**WORK REQUEST 1:**
Answer these questions from the excerpt on doctors' fees:
(a) How long did the colonoscope procedure take in total?
(b) What device did the doctor use to remove the growth?
(c) Since when, according to the excerpt, has this standard of inequality governed?
**WORK REQUEST 2:**
Reproduce the stretch of the excerpt on doctors' fees from "It is likely" through "of the payment.".

*** EXERCISE TEXT Section Begins ***

On the same day as the liver patient’s initial visit, the Santa Monica doctor walked over to St. John’s Hospital where a patient was waiting for him in a procedure room. Using a fiber-optic device called a colonoscope, the doctor spent a total of 10 minutes removing a small, benign growth from the patient’s large intestine. Fee: $650.

More Art Than Science

It is likely that the liver patient’s life was saved by the doctor’s diagnostic skill--a set of techniques that relies in large degree on spending enough time with the patient to get a sense of what may truly be wrong. It is a talent that underscores that medicine today--even in a high-tech era--is still often more art than science. Yet for his services, which took 12 times as long as the technician-like polyp removal, the doctor will receive a little more than a quarter of the payment.

To Hsiao, who is currently organizing a complex study of the way American doctors are paid for what they do, the example could be representative of almost a standard of inequality that has come to govern since private health insurance became widely available after World War II.

*** EXERCISE TEXT Section Ends ***
*** ENTRIES PROVIDED Section Begins ***

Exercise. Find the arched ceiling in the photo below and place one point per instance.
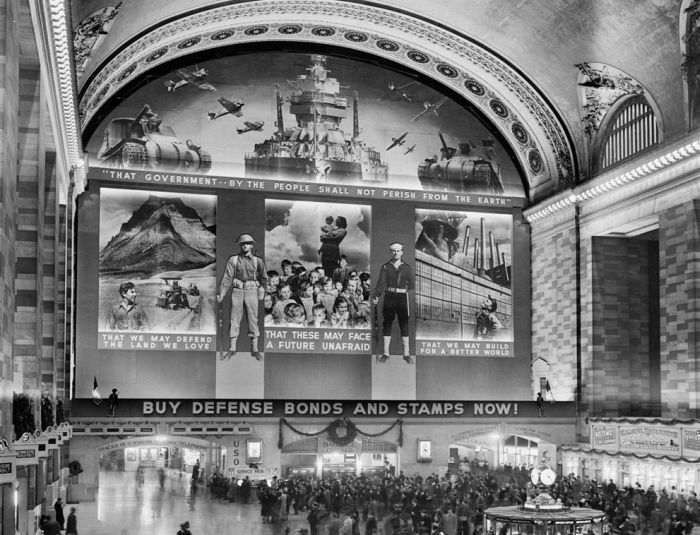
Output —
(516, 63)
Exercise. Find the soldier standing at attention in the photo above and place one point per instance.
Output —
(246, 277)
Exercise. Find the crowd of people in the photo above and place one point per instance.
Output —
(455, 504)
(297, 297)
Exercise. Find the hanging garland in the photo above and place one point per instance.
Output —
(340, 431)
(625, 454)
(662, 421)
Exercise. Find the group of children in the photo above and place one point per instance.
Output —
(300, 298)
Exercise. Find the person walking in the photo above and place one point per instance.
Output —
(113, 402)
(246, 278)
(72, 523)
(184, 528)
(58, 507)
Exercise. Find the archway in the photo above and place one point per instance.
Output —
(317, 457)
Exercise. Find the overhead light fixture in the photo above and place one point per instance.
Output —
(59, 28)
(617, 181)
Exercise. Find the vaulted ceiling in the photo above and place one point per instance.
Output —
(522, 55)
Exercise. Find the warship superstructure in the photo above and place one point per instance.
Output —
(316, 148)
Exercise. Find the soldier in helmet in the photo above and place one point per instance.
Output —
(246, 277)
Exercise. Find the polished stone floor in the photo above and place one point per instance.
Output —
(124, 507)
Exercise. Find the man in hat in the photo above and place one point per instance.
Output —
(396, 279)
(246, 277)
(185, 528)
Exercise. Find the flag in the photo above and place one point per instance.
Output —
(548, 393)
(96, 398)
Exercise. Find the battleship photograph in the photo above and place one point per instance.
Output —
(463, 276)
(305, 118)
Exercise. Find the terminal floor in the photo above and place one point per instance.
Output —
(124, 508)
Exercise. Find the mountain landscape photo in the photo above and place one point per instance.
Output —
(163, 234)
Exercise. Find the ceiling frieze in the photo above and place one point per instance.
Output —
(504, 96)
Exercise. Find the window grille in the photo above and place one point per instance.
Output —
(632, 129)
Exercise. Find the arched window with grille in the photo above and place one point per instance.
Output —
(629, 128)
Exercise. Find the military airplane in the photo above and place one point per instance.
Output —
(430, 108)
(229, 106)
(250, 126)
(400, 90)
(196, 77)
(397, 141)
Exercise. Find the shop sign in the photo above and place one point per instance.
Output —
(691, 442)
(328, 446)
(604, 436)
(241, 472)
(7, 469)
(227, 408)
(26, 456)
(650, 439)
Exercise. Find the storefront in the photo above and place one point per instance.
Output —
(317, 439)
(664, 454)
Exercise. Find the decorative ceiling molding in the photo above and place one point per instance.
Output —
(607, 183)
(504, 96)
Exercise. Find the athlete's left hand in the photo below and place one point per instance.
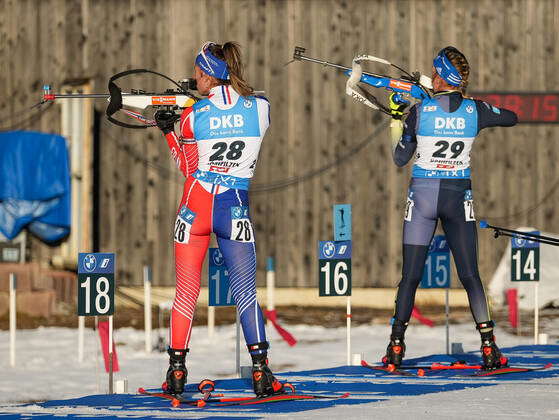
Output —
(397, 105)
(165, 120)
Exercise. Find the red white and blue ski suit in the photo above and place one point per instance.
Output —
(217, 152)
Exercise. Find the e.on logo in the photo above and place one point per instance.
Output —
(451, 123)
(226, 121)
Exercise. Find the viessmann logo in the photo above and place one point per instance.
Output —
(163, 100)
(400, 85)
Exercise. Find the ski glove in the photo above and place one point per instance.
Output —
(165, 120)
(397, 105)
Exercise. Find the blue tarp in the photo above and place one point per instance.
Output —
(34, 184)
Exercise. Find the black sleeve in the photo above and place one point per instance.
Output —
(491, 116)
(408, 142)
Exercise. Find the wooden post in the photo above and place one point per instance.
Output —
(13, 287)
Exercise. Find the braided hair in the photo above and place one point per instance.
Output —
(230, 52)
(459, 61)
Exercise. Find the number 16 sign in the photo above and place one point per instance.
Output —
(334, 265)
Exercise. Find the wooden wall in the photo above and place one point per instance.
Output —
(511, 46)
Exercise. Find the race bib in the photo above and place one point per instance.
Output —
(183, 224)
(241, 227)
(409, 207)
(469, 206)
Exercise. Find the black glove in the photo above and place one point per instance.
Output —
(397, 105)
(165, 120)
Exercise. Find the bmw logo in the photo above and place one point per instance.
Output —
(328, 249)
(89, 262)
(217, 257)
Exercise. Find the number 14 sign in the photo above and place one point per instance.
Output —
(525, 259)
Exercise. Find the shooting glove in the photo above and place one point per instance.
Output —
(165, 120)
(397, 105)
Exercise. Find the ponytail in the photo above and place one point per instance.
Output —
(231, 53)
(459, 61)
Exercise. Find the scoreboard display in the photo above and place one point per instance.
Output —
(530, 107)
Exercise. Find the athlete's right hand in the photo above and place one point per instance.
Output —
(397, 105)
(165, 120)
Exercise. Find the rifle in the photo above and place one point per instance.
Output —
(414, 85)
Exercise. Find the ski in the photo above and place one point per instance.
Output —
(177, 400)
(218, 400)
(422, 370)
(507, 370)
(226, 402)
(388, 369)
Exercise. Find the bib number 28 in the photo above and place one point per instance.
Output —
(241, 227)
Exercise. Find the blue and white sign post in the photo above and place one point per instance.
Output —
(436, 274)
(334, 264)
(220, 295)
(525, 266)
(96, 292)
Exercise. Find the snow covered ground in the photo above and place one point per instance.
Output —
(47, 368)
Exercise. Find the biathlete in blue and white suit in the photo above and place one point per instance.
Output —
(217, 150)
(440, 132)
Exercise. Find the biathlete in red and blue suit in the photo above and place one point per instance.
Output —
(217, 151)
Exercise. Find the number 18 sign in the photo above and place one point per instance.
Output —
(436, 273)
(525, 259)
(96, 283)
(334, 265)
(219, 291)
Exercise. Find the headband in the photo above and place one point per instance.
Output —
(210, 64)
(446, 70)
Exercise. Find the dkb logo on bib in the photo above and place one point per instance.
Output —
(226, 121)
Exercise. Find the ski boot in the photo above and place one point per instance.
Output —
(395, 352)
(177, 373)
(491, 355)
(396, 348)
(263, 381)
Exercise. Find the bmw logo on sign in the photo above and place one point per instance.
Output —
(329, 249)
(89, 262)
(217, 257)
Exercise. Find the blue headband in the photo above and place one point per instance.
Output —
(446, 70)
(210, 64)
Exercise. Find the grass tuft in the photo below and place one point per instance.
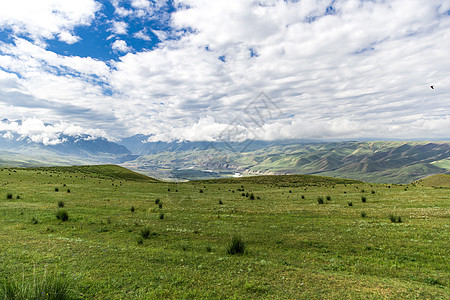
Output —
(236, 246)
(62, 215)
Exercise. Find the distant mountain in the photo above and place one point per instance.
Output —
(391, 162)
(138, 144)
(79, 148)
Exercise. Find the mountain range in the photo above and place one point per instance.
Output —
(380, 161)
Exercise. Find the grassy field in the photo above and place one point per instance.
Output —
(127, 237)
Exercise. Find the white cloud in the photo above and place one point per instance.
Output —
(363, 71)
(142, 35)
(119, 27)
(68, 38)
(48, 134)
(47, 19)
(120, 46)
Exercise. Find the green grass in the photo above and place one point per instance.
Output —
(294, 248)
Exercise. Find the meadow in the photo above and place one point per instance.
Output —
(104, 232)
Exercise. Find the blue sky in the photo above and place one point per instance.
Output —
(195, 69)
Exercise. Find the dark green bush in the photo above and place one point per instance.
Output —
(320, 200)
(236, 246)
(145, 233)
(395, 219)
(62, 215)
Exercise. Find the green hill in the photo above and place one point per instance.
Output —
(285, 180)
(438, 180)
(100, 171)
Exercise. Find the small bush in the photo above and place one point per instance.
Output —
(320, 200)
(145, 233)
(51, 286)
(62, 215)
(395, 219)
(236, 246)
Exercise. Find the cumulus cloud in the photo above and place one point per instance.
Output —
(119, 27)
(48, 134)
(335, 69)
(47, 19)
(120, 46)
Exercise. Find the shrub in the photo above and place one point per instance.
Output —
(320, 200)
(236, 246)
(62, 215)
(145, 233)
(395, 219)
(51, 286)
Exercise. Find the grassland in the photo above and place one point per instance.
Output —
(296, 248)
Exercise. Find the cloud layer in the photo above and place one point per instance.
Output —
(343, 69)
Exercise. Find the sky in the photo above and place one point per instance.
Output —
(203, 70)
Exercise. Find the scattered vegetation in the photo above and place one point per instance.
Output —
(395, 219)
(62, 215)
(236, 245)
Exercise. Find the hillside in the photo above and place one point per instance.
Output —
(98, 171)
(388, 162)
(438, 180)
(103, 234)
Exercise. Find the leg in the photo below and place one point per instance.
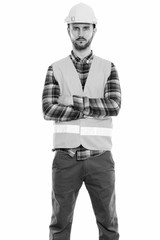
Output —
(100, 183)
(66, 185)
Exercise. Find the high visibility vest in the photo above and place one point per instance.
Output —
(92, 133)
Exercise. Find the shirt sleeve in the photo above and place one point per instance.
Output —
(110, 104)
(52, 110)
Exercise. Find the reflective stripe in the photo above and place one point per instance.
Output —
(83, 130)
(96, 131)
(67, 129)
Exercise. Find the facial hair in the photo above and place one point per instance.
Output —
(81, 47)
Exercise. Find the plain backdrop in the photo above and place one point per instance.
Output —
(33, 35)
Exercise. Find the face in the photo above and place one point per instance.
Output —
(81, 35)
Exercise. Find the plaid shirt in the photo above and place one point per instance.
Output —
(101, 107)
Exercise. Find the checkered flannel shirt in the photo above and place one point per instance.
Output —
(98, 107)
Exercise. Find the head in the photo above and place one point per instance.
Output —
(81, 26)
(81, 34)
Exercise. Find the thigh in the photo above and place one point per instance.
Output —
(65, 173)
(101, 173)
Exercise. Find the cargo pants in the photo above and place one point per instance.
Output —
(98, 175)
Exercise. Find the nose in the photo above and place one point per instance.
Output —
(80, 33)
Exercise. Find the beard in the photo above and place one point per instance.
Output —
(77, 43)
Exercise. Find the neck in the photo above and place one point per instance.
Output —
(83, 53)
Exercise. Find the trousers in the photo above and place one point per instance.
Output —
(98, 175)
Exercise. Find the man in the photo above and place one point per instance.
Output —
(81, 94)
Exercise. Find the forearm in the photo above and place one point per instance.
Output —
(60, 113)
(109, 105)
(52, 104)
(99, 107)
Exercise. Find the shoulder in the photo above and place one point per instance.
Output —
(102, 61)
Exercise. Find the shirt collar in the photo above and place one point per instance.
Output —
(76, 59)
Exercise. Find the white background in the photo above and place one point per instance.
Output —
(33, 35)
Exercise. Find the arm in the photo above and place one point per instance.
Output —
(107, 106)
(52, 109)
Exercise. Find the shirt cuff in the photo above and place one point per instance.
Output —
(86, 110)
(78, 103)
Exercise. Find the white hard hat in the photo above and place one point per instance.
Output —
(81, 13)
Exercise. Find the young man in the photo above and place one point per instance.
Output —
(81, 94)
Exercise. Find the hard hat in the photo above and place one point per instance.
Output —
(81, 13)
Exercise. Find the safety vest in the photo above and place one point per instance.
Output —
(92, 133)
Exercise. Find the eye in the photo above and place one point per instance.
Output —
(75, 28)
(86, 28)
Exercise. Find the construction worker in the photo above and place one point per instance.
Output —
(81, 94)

*** ENTRIES PROVIDED Section Ends ***
*** ENTRIES PROVIDED Section Begins ***

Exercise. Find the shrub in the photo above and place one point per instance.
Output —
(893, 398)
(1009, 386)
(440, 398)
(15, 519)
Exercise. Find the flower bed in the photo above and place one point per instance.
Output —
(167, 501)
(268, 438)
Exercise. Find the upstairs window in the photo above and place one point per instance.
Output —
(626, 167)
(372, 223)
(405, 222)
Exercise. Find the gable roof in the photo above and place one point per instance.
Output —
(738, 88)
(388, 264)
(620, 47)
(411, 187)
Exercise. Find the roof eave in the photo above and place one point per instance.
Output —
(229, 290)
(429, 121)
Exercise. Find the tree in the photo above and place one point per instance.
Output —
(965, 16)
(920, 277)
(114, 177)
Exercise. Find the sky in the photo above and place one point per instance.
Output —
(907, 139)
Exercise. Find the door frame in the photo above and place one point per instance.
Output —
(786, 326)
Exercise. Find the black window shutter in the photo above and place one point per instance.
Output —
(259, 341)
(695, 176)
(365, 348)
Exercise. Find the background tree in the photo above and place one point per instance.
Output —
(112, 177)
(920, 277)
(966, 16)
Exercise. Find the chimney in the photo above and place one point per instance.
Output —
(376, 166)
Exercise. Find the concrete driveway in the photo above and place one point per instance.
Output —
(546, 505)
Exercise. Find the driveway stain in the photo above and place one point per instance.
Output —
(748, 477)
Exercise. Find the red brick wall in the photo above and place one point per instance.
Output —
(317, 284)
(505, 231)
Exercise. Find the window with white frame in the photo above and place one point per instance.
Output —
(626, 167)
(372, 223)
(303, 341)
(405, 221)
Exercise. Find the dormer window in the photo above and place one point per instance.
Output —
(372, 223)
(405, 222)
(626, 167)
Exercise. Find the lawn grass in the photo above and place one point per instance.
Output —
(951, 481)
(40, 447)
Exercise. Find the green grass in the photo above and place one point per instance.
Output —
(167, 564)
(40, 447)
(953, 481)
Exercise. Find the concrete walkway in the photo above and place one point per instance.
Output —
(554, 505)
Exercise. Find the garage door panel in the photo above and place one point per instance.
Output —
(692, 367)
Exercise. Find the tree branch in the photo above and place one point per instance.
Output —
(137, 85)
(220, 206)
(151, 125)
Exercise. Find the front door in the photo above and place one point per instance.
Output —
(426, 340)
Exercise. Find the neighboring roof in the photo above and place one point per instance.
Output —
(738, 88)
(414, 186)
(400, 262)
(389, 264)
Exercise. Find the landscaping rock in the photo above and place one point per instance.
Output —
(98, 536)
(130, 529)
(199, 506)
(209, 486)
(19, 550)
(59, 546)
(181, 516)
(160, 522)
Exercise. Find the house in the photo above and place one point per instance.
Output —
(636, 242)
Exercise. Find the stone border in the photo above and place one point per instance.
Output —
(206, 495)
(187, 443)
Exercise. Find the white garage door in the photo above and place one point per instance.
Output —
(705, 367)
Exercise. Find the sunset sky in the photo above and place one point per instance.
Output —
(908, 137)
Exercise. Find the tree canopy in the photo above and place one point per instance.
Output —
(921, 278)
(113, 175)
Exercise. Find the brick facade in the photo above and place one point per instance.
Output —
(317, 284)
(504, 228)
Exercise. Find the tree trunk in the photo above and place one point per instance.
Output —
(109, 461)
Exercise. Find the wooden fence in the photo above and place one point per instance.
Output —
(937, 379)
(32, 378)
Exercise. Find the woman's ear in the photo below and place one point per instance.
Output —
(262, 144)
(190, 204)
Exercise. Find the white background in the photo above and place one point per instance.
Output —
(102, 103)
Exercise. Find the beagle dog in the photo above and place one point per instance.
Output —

*** ENTRIES PROVIDED Section Ends ***

**EXERCISE RESULT 1:**
(a) A total of 10 minutes.
(b) A fiber-optic device called a colonoscope.
(c) Since private health insurance became widely available after World War II.

**EXERCISE RESULT 2:**
It is likely that the liver patient’s life was saved by the doctor’s diagnostic skill--a set of techniques that relies in large degree on spending enough time with the patient to get a sense of what may truly be wrong. It is a talent that underscores that medicine today--even in a high-tech era--is still often more art than science. Yet for his services, which took 12 times as long as the technician-like polyp removal, the doctor will receive a little more than a quarter of the payment.